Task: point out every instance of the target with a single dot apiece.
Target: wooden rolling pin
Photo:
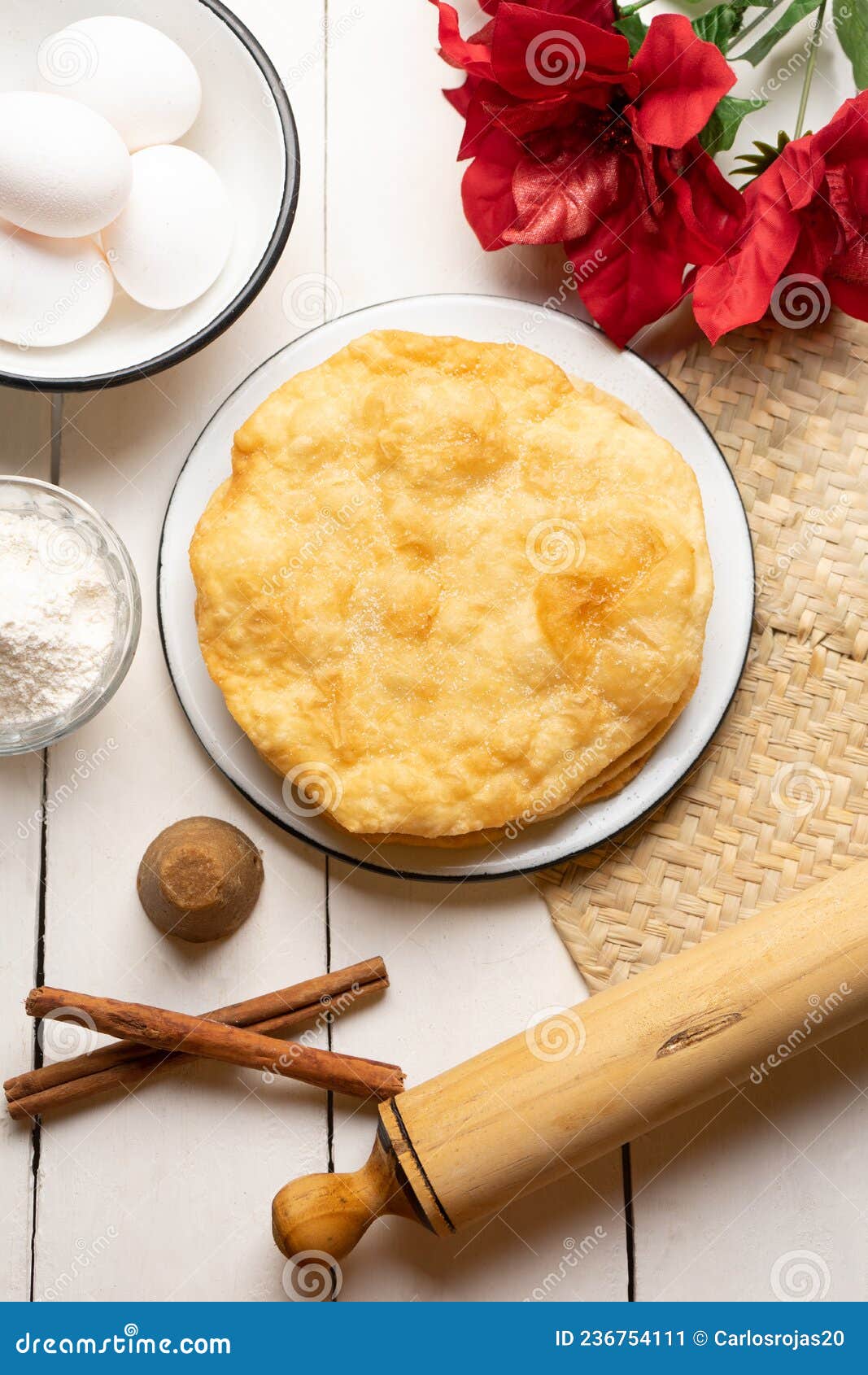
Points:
(467, 1143)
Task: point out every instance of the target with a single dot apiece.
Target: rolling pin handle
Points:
(329, 1213)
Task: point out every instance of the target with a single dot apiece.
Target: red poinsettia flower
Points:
(575, 142)
(802, 247)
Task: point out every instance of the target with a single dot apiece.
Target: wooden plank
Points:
(168, 1195)
(25, 426)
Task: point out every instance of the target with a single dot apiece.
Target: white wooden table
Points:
(167, 1194)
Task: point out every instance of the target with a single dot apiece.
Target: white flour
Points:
(57, 616)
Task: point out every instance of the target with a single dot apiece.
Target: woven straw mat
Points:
(778, 802)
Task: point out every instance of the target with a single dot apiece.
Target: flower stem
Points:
(809, 69)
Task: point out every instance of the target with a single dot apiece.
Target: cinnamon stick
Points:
(165, 1030)
(267, 1014)
(127, 1064)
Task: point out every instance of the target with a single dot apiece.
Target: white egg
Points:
(63, 169)
(172, 238)
(131, 73)
(51, 290)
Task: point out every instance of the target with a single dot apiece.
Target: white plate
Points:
(583, 352)
(244, 129)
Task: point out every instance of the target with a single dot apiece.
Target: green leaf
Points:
(722, 24)
(633, 31)
(762, 159)
(784, 22)
(720, 133)
(852, 25)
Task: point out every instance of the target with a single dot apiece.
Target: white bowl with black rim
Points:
(245, 129)
(582, 352)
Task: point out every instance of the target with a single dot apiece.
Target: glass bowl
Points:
(79, 527)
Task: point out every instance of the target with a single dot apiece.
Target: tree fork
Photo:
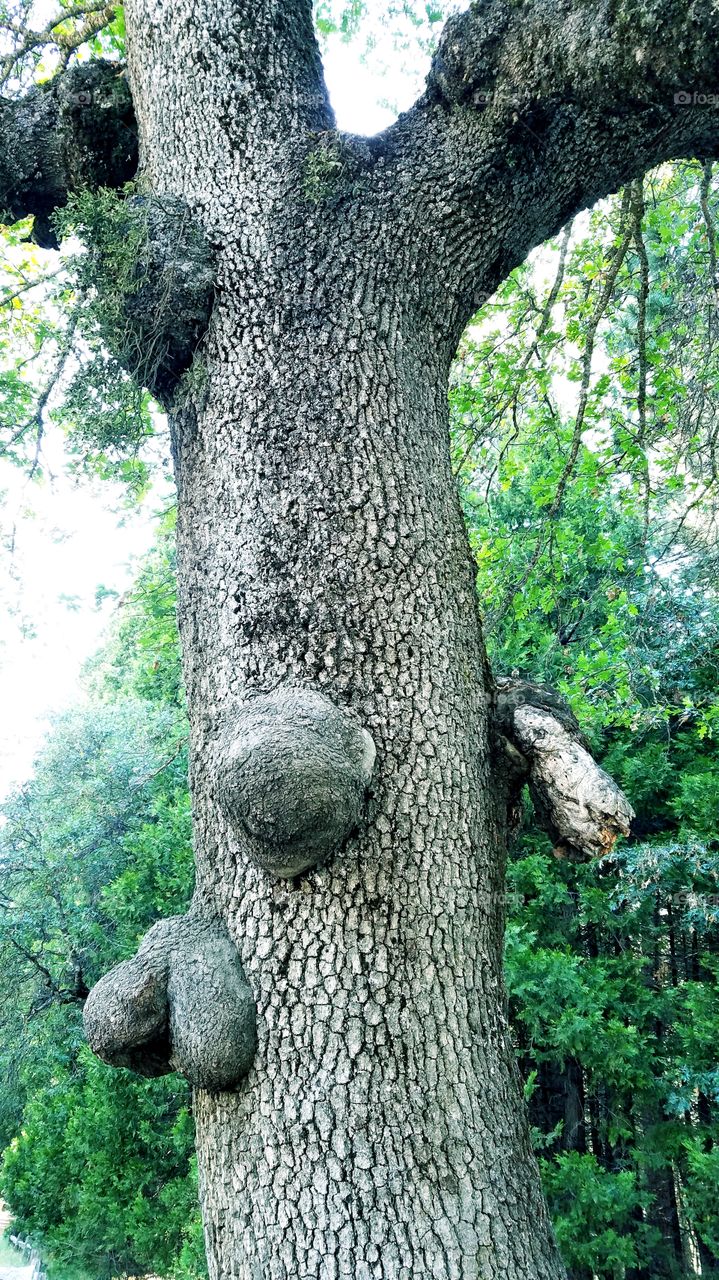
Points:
(379, 1130)
(77, 131)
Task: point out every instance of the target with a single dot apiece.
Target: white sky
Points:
(69, 539)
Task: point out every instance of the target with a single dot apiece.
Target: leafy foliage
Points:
(585, 446)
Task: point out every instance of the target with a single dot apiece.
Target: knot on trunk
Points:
(182, 1004)
(465, 63)
(293, 776)
(576, 801)
(147, 279)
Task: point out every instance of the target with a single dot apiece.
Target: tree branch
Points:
(77, 131)
(576, 801)
(536, 109)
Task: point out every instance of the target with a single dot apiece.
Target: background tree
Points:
(321, 548)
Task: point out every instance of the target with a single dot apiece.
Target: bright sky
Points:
(72, 538)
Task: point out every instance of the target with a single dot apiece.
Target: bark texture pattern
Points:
(576, 801)
(77, 131)
(294, 775)
(182, 1004)
(380, 1132)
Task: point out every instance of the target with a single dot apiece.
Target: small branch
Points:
(576, 801)
(555, 507)
(97, 16)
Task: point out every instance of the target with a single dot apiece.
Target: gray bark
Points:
(76, 131)
(379, 1130)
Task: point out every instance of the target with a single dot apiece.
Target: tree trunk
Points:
(380, 1132)
(326, 597)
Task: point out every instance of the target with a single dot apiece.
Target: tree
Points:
(294, 297)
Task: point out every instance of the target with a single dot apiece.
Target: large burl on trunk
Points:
(335, 992)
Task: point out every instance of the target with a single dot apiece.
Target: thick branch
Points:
(536, 109)
(576, 801)
(182, 1004)
(78, 131)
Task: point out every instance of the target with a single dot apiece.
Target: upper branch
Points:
(536, 109)
(77, 131)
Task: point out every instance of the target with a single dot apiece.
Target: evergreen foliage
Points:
(586, 449)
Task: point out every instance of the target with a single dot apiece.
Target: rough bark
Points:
(379, 1132)
(576, 801)
(77, 131)
(182, 1004)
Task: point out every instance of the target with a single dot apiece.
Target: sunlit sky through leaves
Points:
(69, 539)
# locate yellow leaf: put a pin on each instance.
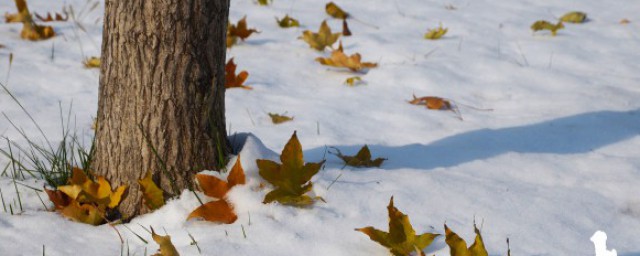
(574, 17)
(335, 11)
(545, 25)
(166, 247)
(341, 60)
(401, 238)
(287, 22)
(458, 246)
(322, 39)
(232, 80)
(436, 33)
(278, 119)
(153, 196)
(92, 62)
(215, 211)
(291, 178)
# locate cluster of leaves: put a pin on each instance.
(30, 30)
(402, 240)
(291, 178)
(85, 200)
(240, 30)
(232, 80)
(219, 210)
(361, 159)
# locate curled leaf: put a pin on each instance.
(278, 119)
(401, 238)
(153, 196)
(335, 11)
(545, 25)
(287, 22)
(232, 80)
(291, 178)
(322, 39)
(574, 17)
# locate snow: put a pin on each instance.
(555, 161)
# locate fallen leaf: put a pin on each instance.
(215, 211)
(278, 119)
(436, 33)
(166, 247)
(92, 62)
(401, 238)
(291, 178)
(335, 11)
(322, 39)
(545, 25)
(232, 80)
(458, 246)
(574, 17)
(362, 159)
(153, 196)
(341, 60)
(287, 22)
(50, 18)
(345, 28)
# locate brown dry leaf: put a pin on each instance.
(215, 211)
(362, 159)
(322, 39)
(50, 18)
(92, 62)
(30, 30)
(217, 188)
(341, 60)
(401, 238)
(166, 247)
(278, 119)
(345, 28)
(335, 11)
(232, 80)
(153, 196)
(458, 246)
(291, 178)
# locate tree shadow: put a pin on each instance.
(568, 135)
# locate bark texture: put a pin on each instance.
(161, 96)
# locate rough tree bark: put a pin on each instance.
(161, 90)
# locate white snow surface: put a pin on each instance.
(557, 159)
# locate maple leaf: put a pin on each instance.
(436, 33)
(545, 25)
(219, 210)
(574, 17)
(30, 30)
(287, 22)
(362, 159)
(50, 18)
(292, 178)
(278, 119)
(339, 59)
(322, 39)
(345, 28)
(166, 247)
(92, 62)
(401, 238)
(232, 80)
(458, 246)
(335, 11)
(153, 196)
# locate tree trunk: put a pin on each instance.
(161, 96)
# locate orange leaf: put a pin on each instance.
(215, 187)
(232, 80)
(215, 211)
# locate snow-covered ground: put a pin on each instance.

■ ■ ■ ■ ■ ■ ■

Write out all the records above line for line, leaving out the pictures.

* Response to this exercise:
Task: point out every instance of the target with a single dot apiece.
Target: wooden rolling pin
Photo:
Points:
(467, 1143)
Task: point out every instance of the target with a single dot apiece.
Target: rolling pin handle
Points:
(329, 1213)
Task: point out every instance of the target with a single dot apiece.
Target: red poinsettia flower
Points:
(575, 142)
(802, 247)
Task: point out every instance of the target with a single dot apiece.
Target: wooden plank
Points:
(168, 1195)
(25, 426)
Task: point out every instance of the target with a single dot apiece.
Target: white wooden table
Points:
(167, 1194)
Task: point out every instance of the target with a single dot apiece.
Target: white flour
Points:
(57, 616)
Task: point out every instance of the target with a single dot apiece.
Target: woven straw mat
Points:
(778, 802)
Task: point out every instance of the target with a single dot apiece.
Target: flower stem
Points:
(809, 69)
Task: point out every instance of the target with a single dot apiece.
Target: cinnamon stick
Points:
(165, 1030)
(267, 1014)
(127, 1064)
Task: point out every instance of the target with a single dot apiece.
Target: white egg
Points:
(63, 169)
(172, 238)
(131, 73)
(51, 290)
Task: point out every instance of the target with a single dot apiece.
Target: white plate
Points:
(583, 352)
(244, 129)
Task: point out every instance of the target with a single dot apiece.
Target: green leaf
Points:
(722, 24)
(633, 31)
(762, 159)
(784, 22)
(720, 133)
(852, 25)
Task: point out every instance of the target with a single dot apiece.
Target: white bowl with black rim
Points:
(245, 129)
(582, 352)
Task: point out every instance of the target with a single dot apiece.
Target: glass bowl
Points:
(79, 527)
Task: point out every instance of the target with a single dot apiece.
Target: tree fork
Photo:
Points:
(379, 1130)
(77, 131)
Task: point out every instance of the target with a single dot apiece.
Target: white sky
Points:
(69, 539)
Task: point out every instance of the target with a single dot apiece.
Target: leafy foliage
Points:
(585, 446)
Task: point out every instance of the target with a single dot apiece.
Target: knot on trunk
Points:
(182, 1004)
(465, 63)
(293, 776)
(576, 801)
(147, 279)
Task: point out every instance of the target with a single dot apiece.
Target: tree branch
Points:
(77, 131)
(576, 801)
(536, 109)
Task: point out every instance of the target with a single dot apiece.
Target: background tree
Points:
(321, 548)
Task: point out every instance of the target with a single dot apiece.
Target: bright sky
Points:
(72, 538)
Task: point out every instance of the target with a single dot apiece.
Target: bark texture pattern
Points:
(576, 801)
(77, 131)
(294, 775)
(182, 1004)
(380, 1132)
Task: point out every instance of the target with a single dot apiece.
Target: small branch
Points:
(576, 801)
(555, 507)
(97, 16)
Task: point out every instance of the target with a single dot apiece.
Target: gray bark
Points:
(76, 131)
(379, 1130)
Task: point out every instance of the target with a single dot apiece.
Target: tree trunk
Points:
(380, 1132)
(326, 597)
Task: point out every instance of the target with a single dot apiece.
Target: tree
Points:
(294, 297)
Task: point out every instance of the target with a single dot apiece.
Target: large burl on trunk
Points:
(335, 992)
Task: point out every instance of the target with a single dot apiece.
Target: thick branch
Points:
(536, 109)
(576, 801)
(182, 1004)
(78, 131)
Task: point out every instance of the target with a single dot apiece.
Target: upper branch
Points:
(536, 109)
(77, 131)
Task: point out every instance of the target with a single dot apiece.
Target: evergreen foliage
Points:
(586, 449)
Task: point out every instance of the target with a single dot apiece.
Target: rough bark
Points:
(379, 1132)
(576, 801)
(77, 131)
(182, 1004)
Task: point out every instance of the target with a single dot apiece.
Target: sunlit sky through leaves
Points:
(69, 539)
# locate yellow leaf: put a pin on each instance.
(574, 17)
(335, 11)
(545, 25)
(166, 247)
(341, 60)
(401, 238)
(287, 22)
(458, 246)
(322, 39)
(232, 80)
(436, 33)
(278, 119)
(153, 196)
(92, 62)
(215, 211)
(291, 178)
# locate cluster of leaves: put a pin on each instance.
(30, 30)
(402, 240)
(291, 178)
(85, 200)
(240, 30)
(232, 80)
(219, 210)
(361, 159)
# locate curled leaf: put a pin on each instance.
(278, 119)
(401, 238)
(153, 196)
(335, 11)
(545, 25)
(287, 22)
(232, 80)
(291, 178)
(322, 39)
(574, 17)
# locate snow: put a pin on each instance.
(555, 161)
# locate fallen leaf: put a pin on each instance.
(215, 211)
(278, 119)
(436, 33)
(166, 247)
(92, 62)
(401, 238)
(291, 178)
(335, 11)
(322, 39)
(545, 25)
(232, 80)
(458, 246)
(574, 17)
(362, 159)
(153, 196)
(341, 60)
(287, 22)
(50, 18)
(345, 28)
# locate brown dry leaf: put a pin on each instance.
(215, 211)
(362, 159)
(322, 39)
(50, 18)
(92, 62)
(30, 30)
(217, 188)
(341, 60)
(401, 238)
(166, 247)
(278, 119)
(345, 28)
(335, 11)
(232, 80)
(153, 196)
(458, 246)
(291, 178)
# locate tree shadow: put a pin on each instance.
(568, 135)
# locate bark texture: put a pin on each instance.
(161, 96)
# locate rough tree bark: put a pin on each instance.
(161, 90)
# locate white snow surface: put a pin on each instance.
(557, 159)
# locate maple leaf: put a pin on each instance.
(436, 33)
(545, 25)
(219, 210)
(574, 17)
(30, 30)
(287, 22)
(362, 159)
(50, 18)
(292, 178)
(278, 119)
(339, 59)
(322, 39)
(345, 28)
(166, 247)
(92, 62)
(401, 238)
(232, 80)
(458, 246)
(335, 11)
(153, 196)
# locate tree trunk: put a pin on each instance.
(161, 96)
# locate orange leaf: put a pin on each instance.
(215, 187)
(232, 80)
(215, 211)
# locate snow-covered ground: put a pin on each instance.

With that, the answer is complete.